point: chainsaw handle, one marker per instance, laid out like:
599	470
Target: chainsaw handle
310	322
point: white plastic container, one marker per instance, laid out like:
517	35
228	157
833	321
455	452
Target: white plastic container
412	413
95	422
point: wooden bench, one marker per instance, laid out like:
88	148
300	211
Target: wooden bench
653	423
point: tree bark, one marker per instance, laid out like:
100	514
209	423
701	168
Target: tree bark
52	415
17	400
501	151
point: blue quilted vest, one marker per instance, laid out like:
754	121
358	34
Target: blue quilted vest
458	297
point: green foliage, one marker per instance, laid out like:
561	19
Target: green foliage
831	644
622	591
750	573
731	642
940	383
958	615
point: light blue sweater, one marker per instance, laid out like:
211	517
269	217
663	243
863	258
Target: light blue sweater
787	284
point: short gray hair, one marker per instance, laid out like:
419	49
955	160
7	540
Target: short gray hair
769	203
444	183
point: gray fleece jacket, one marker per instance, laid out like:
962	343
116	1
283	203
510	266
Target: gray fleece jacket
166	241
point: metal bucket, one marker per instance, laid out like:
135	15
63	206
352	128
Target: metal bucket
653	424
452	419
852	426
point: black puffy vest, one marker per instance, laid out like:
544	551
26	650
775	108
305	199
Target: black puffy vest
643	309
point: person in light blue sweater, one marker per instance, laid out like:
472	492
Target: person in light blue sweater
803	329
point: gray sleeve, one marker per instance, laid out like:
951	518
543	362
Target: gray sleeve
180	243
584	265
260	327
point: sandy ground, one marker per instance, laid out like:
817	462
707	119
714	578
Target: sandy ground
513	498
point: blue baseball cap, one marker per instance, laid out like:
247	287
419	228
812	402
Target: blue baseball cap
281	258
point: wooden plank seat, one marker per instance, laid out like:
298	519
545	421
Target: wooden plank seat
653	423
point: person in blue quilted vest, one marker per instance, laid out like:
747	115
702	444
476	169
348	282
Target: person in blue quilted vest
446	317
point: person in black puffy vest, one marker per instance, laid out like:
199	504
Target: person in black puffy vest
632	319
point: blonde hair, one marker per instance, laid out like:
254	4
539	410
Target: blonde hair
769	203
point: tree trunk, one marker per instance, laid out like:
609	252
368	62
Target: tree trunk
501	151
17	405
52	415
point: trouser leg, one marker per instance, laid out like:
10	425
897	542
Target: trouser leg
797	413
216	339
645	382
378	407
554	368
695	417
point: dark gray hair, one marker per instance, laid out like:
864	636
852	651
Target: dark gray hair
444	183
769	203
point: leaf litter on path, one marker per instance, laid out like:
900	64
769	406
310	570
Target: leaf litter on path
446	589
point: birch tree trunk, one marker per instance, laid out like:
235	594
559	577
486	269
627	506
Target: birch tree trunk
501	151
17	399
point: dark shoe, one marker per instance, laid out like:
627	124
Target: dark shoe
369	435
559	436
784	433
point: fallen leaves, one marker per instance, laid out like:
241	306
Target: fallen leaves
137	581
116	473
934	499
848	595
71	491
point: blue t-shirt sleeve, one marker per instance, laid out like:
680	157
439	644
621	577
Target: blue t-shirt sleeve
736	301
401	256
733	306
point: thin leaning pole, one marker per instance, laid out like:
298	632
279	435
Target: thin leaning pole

→ **WHAT TO WORK ON**
Check each line of the listing above. Copy it if it holds the string "leaning".

→ **EXERCISE OUTPUT**
point: thin leaning pole, one marker per instance, laid out like:
Target: thin leaning pole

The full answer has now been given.